The exercise:
Restate, word for word, every line of the data.

##### The records

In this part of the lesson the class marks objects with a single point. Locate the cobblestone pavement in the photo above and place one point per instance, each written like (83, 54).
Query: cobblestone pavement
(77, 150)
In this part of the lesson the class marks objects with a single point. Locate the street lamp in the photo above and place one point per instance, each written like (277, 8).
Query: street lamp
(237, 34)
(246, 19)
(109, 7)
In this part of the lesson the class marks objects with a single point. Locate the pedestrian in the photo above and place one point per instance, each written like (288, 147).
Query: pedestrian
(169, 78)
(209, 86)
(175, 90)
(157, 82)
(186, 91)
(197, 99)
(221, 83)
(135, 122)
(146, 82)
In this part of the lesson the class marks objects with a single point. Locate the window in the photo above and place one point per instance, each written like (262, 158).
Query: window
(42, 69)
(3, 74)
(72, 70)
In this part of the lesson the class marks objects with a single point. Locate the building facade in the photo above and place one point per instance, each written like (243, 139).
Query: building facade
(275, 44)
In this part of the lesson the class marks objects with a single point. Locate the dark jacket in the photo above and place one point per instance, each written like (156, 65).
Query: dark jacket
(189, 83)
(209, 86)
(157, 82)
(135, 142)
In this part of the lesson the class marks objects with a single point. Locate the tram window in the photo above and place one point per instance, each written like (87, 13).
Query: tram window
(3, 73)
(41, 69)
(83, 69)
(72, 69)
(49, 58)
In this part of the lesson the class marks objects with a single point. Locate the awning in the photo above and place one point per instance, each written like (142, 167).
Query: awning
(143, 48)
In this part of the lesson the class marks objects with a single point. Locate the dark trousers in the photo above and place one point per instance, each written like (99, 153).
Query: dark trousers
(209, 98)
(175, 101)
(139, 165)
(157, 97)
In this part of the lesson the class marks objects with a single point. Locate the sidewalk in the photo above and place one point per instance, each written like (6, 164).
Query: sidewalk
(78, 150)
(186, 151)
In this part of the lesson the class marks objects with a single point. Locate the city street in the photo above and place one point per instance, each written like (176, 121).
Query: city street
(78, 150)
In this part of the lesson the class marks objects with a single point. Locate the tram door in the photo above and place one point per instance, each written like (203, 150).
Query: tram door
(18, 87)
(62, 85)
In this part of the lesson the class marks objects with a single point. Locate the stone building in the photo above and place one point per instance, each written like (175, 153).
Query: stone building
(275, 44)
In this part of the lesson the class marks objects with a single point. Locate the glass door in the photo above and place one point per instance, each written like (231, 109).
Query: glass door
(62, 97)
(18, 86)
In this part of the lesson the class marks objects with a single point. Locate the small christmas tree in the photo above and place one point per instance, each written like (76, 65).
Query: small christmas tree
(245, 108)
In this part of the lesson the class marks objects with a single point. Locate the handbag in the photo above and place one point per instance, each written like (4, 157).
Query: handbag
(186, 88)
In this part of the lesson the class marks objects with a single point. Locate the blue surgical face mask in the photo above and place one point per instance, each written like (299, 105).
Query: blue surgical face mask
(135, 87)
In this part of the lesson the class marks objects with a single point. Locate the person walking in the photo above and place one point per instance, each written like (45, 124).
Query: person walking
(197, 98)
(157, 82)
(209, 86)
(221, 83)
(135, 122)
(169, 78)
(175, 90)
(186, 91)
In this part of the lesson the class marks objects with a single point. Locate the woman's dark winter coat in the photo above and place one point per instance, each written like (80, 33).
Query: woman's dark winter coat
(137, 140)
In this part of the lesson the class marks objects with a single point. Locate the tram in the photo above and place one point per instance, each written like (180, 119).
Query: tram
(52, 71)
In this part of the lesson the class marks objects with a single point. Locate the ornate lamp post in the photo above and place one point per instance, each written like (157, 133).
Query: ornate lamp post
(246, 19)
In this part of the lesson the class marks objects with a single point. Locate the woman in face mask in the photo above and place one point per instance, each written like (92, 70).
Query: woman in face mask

##########

Exercise result:
In this part of the lesson the class marks objects with a single point. Locate the cobblestone pavement in the photo above and place one point per instance, each written like (83, 54).
Query: cobblestone pavement
(77, 150)
In this part of the lesson the class marks objects with a single point. Locate the street lamp in the photo above and place one point per instance, each written like (277, 8).
Query: street lamp
(237, 34)
(246, 19)
(109, 7)
In this part of the lesson the class marks objects with a single point. Locate the pedestrian in the photo above and place one point per instance, each written like (288, 147).
Query: pedestrian
(169, 78)
(209, 86)
(175, 90)
(157, 82)
(186, 91)
(197, 99)
(221, 83)
(135, 122)
(146, 82)
In this part of the lesson the class marks objects with a single point. Locate the window in the photo above and place one point per instance, each written like (262, 158).
Query: window
(42, 69)
(3, 74)
(72, 70)
In this part of the lesson the class marks objects with a single point. Locate the building facade in the photo above and place one point per instance, each written like (243, 139).
Query: building facade
(275, 44)
In this part of the lesson the class marks objects with a single point. Locate the dark jacket in the photo above and place one point per instance, each written like (156, 65).
Query: dark jacket
(189, 83)
(209, 86)
(157, 82)
(135, 142)
In this part of the lesson the class marks objects with a single point. Locate the tram window in the photo above and place one point per instance, each written like (87, 13).
Query: tram window
(3, 73)
(41, 69)
(83, 69)
(72, 69)
(49, 58)
In this part of the lesson the class marks objects with a single point. Locate the awning in the photo above and place one point per instance, each written like (142, 167).
Query: awning
(143, 48)
In this part of the lesson the class marks objects with a single point. Locate the dark trousers in the photo above and place one point per instance, each written like (99, 153).
Query: dark trousers
(209, 98)
(175, 101)
(139, 165)
(157, 97)
In this part of the lesson the class marks objects with a single point. Locate the sidewalk in the photo above and place one point per instance, each written like (6, 164).
Query: sidewalk
(78, 150)
(186, 151)
In this part of the lesson the class marks objects with a single point. Locate the city street in the photo above and place one point per instance, each written like (176, 121).
Query: city street
(78, 150)
In this part of the lesson the class marks objects with a single point. Locate the tram door in the photo above and place one point per instance, each written like (203, 150).
Query: tram door
(18, 87)
(62, 85)
In this part of the lesson the class marks objects with a single point. Locate the stone building in the photo above and place one point per instance, each written like (175, 153).
Query: stone building
(275, 44)
In this part of the lesson the class marks objects with a single point. Locate the glass door in the photo above and place one point per instance, each written like (231, 109).
Query: glass door
(62, 97)
(18, 86)
In this part of the lesson the class marks objects with a single point. Locate the small christmas tree in the photo above and place one point per instance, each written like (76, 65).
Query: small christmas tree
(245, 108)
In this part of the lesson the class marks objects with a single point. Locate the handbag in the photo above and place one point per instance, each written like (4, 157).
Query: handbag
(186, 88)
In this part of the lesson the class marks objects with a single point. Locate the blue surgical face mask in the photo above and place one point per instance, each written like (299, 105).
Query: blue surgical face mask
(135, 87)
In this part of the lesson the class marks objects with a single point. Locate the person walking in the photo above and place one point per instance, each written like (45, 124).
Query: person walking
(197, 98)
(157, 82)
(209, 86)
(221, 83)
(135, 122)
(169, 78)
(175, 90)
(186, 91)
In this part of the lesson the class marks objects with a single point. Locate the woman's dark winter coat in the photo above and place one point per instance, each written like (80, 33).
Query: woman's dark winter coat
(137, 140)
In this part of the lesson the class marks objects with a single point. Locate the tram in the photo above and place one point per instance, each written like (180, 119).
Query: tram
(52, 71)
In this part of the lesson the class marks objects with a single point. Locate the ornate lamp post in the photo above and place one point per instance, each written like (157, 133).
Query: ornate lamp post
(246, 19)
In this part of the lesson the class marks objects with a single point. Locate the woman in face mask in the photo above and place one point per instance, each written like (92, 70).
Query: woman in face mask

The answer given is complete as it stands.